**Input records:**
===============

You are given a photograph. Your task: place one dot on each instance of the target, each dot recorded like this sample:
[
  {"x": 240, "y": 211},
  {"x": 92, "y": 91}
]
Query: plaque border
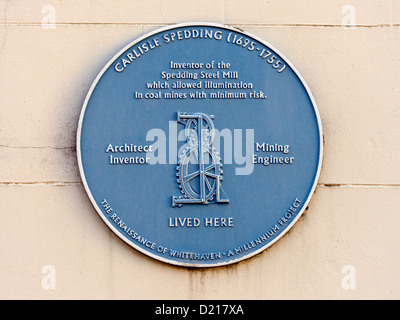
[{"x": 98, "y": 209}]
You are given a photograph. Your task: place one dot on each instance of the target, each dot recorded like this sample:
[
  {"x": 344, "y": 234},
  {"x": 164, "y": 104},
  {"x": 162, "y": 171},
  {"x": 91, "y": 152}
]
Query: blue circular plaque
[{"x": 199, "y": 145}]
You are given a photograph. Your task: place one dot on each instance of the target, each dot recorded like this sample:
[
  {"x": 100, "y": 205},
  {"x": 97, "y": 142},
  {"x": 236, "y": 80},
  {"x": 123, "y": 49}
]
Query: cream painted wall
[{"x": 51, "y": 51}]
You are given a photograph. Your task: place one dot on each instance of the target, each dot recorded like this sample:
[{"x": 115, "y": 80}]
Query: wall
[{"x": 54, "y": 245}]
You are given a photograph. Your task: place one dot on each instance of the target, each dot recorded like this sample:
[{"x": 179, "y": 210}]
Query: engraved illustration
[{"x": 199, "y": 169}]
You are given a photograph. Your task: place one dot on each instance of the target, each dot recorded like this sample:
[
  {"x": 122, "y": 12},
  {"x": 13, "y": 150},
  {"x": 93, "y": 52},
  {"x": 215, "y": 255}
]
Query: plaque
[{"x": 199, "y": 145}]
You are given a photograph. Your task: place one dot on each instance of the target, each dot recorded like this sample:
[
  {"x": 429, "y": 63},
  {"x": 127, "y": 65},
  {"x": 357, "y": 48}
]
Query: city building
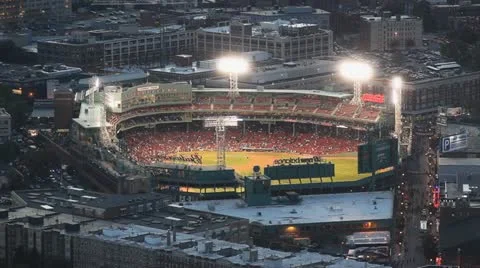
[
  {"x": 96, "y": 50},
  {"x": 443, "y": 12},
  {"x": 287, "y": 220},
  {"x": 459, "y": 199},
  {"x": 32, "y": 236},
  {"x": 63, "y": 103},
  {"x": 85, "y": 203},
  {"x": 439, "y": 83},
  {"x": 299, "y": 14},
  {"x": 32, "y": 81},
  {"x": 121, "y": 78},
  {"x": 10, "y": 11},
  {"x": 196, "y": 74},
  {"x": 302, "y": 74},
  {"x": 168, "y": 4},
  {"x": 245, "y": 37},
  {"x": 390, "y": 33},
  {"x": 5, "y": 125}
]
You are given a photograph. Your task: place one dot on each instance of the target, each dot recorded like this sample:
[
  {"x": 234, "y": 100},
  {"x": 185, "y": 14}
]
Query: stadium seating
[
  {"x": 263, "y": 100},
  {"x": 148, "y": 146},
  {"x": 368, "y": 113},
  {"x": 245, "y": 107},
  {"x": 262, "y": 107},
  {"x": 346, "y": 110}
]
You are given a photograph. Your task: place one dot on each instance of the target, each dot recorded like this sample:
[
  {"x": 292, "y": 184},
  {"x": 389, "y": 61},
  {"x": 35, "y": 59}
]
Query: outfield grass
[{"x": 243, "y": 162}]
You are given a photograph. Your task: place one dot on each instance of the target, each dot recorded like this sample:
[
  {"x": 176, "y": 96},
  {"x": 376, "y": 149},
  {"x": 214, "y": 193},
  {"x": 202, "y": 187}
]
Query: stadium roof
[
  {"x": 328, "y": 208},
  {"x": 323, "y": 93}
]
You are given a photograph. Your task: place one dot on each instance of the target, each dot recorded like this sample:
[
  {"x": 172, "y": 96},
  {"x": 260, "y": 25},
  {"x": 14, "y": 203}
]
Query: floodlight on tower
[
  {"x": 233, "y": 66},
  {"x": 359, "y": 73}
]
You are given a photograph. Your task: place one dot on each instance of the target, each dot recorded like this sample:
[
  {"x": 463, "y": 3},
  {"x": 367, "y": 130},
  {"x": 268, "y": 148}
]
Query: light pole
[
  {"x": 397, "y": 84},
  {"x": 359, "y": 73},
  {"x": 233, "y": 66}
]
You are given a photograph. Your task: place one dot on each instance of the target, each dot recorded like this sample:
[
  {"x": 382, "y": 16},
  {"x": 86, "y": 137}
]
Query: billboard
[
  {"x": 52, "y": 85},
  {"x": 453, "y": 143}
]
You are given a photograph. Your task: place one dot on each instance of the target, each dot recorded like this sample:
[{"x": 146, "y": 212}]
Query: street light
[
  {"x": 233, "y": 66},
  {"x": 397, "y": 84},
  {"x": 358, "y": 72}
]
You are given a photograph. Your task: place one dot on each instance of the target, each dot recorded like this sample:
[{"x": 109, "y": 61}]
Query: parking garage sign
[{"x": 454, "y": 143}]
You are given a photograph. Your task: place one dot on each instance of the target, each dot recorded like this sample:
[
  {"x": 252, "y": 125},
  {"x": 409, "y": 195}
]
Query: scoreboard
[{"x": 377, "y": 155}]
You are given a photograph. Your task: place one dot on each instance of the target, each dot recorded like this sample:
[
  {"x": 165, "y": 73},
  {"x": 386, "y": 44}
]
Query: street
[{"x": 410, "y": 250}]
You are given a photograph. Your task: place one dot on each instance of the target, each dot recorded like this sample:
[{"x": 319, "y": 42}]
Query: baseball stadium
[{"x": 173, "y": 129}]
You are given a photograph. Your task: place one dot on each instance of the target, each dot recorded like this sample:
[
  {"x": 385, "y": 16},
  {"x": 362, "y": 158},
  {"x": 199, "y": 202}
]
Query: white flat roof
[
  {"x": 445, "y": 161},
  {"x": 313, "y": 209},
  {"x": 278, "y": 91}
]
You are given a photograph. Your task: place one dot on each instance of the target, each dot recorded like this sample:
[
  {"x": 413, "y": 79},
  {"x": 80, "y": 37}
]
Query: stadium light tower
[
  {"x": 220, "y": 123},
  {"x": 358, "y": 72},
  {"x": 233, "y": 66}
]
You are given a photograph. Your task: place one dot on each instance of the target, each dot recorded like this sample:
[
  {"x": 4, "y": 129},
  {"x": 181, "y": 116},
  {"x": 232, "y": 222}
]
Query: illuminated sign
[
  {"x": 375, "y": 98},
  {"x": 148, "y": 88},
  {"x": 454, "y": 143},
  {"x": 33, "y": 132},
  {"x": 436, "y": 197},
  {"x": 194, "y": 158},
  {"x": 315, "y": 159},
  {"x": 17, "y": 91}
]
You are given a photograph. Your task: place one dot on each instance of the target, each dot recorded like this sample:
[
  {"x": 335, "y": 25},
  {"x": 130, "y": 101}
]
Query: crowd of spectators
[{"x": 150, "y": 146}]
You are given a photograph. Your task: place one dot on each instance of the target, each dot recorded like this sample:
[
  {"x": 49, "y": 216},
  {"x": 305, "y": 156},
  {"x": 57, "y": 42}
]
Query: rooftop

===============

**Problem:** Leave the images out, please, and restate each line word for word.

**Task output:**
You are given a photograph. Your task: place one dot on each instance of the target, each dot recorded like this sample:
[
  {"x": 240, "y": 211},
  {"x": 92, "y": 91}
]
Query: plaque border
[{"x": 98, "y": 209}]
You are given a photograph. Your task: place one dot on each instance of the target, each dot recorded like this sample:
[
  {"x": 344, "y": 234},
  {"x": 164, "y": 104},
  {"x": 162, "y": 171},
  {"x": 91, "y": 152}
]
Query: blue circular plaque
[{"x": 199, "y": 145}]
You are given a photograph. Your task: place one dot on each instance of the target, each dot recorded like this sample:
[
  {"x": 100, "y": 205},
  {"x": 97, "y": 142},
  {"x": 236, "y": 80},
  {"x": 123, "y": 49}
]
Query: cream painted wall
[{"x": 51, "y": 51}]
You are given a photograph. Your task: place one dot on each instance of the target, each dot recorded like this sample:
[{"x": 115, "y": 80}]
Query: wall
[{"x": 54, "y": 245}]
You are given a photograph. Your task: place one dot on each instance of the target, each dot recorded like this sample:
[{"x": 179, "y": 210}]
Query: engraved illustration
[{"x": 199, "y": 169}]
You are given a photograph. Your task: place one dot on each instance of the target, each dot recorded like this sample:
[
  {"x": 122, "y": 12},
  {"x": 13, "y": 150},
  {"x": 93, "y": 52},
  {"x": 215, "y": 255}
]
Query: plaque
[{"x": 199, "y": 145}]
You are given a photograph. Your task: place one dot on each instance of the target, each dot recorded like this sample:
[
  {"x": 429, "y": 63},
  {"x": 127, "y": 65},
  {"x": 357, "y": 48}
]
Query: city building
[
  {"x": 96, "y": 50},
  {"x": 443, "y": 12},
  {"x": 287, "y": 220},
  {"x": 459, "y": 199},
  {"x": 32, "y": 236},
  {"x": 63, "y": 103},
  {"x": 85, "y": 203},
  {"x": 439, "y": 83},
  {"x": 299, "y": 14},
  {"x": 32, "y": 81},
  {"x": 121, "y": 78},
  {"x": 10, "y": 11},
  {"x": 196, "y": 74},
  {"x": 302, "y": 74},
  {"x": 168, "y": 4},
  {"x": 245, "y": 37},
  {"x": 390, "y": 33},
  {"x": 5, "y": 125}
]
You are given a photograph. Your task: place one dot on each instance of the target, each dot recorded like this sample:
[
  {"x": 234, "y": 100},
  {"x": 185, "y": 14}
]
Query: stadium seating
[
  {"x": 263, "y": 100},
  {"x": 148, "y": 146},
  {"x": 368, "y": 113},
  {"x": 245, "y": 107},
  {"x": 262, "y": 107},
  {"x": 346, "y": 110}
]
You are given a photograph. Your task: place one dot on each instance of the target, each dot recorded like this sample:
[
  {"x": 292, "y": 184},
  {"x": 389, "y": 61},
  {"x": 35, "y": 59}
]
Query: outfield grass
[{"x": 243, "y": 162}]
You are given a photograph. Your task: place one dot on each instance of the target, each dot recorded like this sample:
[
  {"x": 176, "y": 96},
  {"x": 376, "y": 149},
  {"x": 214, "y": 193},
  {"x": 202, "y": 187}
]
Query: stadium roof
[
  {"x": 328, "y": 208},
  {"x": 323, "y": 93}
]
You are given a photograph. Your task: place one dot on each instance of the target, each dot recorded like this sample:
[
  {"x": 172, "y": 96},
  {"x": 260, "y": 25},
  {"x": 14, "y": 203}
]
Query: floodlight on tower
[
  {"x": 233, "y": 66},
  {"x": 359, "y": 73}
]
You are given a photograph. Your task: place one dot on each instance of the target, each dot recorded like this sample:
[
  {"x": 463, "y": 3},
  {"x": 367, "y": 130},
  {"x": 268, "y": 148}
]
Query: light pole
[
  {"x": 397, "y": 84},
  {"x": 359, "y": 73},
  {"x": 233, "y": 66}
]
You are given a photograph. Your task: place one dot on each instance of the target, each dot recorded like this sample:
[
  {"x": 382, "y": 16},
  {"x": 86, "y": 137}
]
Query: billboard
[
  {"x": 52, "y": 85},
  {"x": 453, "y": 143}
]
You are given a photograph. Your task: place one dot on each instance of the target, each dot recorded like this sample:
[{"x": 146, "y": 212}]
Query: street light
[
  {"x": 233, "y": 66},
  {"x": 397, "y": 84},
  {"x": 358, "y": 72}
]
You are given a photograph. Your task: place one dot on each instance of the target, each dot recorded like this sample:
[{"x": 109, "y": 61}]
Query: parking garage sign
[{"x": 454, "y": 143}]
You are given a photograph. Your task: place one dot on each instance of the target, each dot recorded like this sample:
[
  {"x": 252, "y": 125},
  {"x": 409, "y": 195}
]
Query: scoreboard
[{"x": 377, "y": 155}]
You are given a photograph. Your task: place one dot on each instance of the target, each dot recorded like this sample:
[
  {"x": 165, "y": 73},
  {"x": 386, "y": 44}
]
Query: street
[{"x": 410, "y": 250}]
You are given a photograph. Your task: place one dot on each instance of the target, each dot recorded like this sample:
[{"x": 319, "y": 42}]
Query: baseball stadium
[{"x": 173, "y": 129}]
You are given a photograph. Your task: place one dot on each instance of the target, each dot recorded like this sample:
[
  {"x": 385, "y": 16},
  {"x": 362, "y": 158},
  {"x": 199, "y": 202}
]
Query: white flat roof
[
  {"x": 445, "y": 161},
  {"x": 313, "y": 209},
  {"x": 278, "y": 91}
]
You are given a photograph. Your task: place one dot on each instance of the target, each dot recorded like this sample:
[
  {"x": 413, "y": 79},
  {"x": 80, "y": 37}
]
Query: stadium light tower
[
  {"x": 220, "y": 123},
  {"x": 358, "y": 72},
  {"x": 233, "y": 66}
]
You are given a photograph. Your task: place one dot on each instance of the target, each dot recorded like this sample:
[
  {"x": 4, "y": 129},
  {"x": 181, "y": 116},
  {"x": 232, "y": 222}
]
Query: illuminated sign
[
  {"x": 375, "y": 98},
  {"x": 148, "y": 88},
  {"x": 454, "y": 143},
  {"x": 33, "y": 132},
  {"x": 436, "y": 197},
  {"x": 194, "y": 158},
  {"x": 315, "y": 159},
  {"x": 17, "y": 91}
]
You are given a photograph. Your task: place one dot on each instance of the target, each dot recorded like this sample:
[
  {"x": 335, "y": 25},
  {"x": 130, "y": 101}
]
Query: crowd of spectators
[{"x": 150, "y": 146}]
You are given a photograph. Your task: place one dot on each instance of the target, each dot recorded like this sample:
[
  {"x": 49, "y": 216},
  {"x": 305, "y": 156},
  {"x": 57, "y": 42}
]
Query: rooftop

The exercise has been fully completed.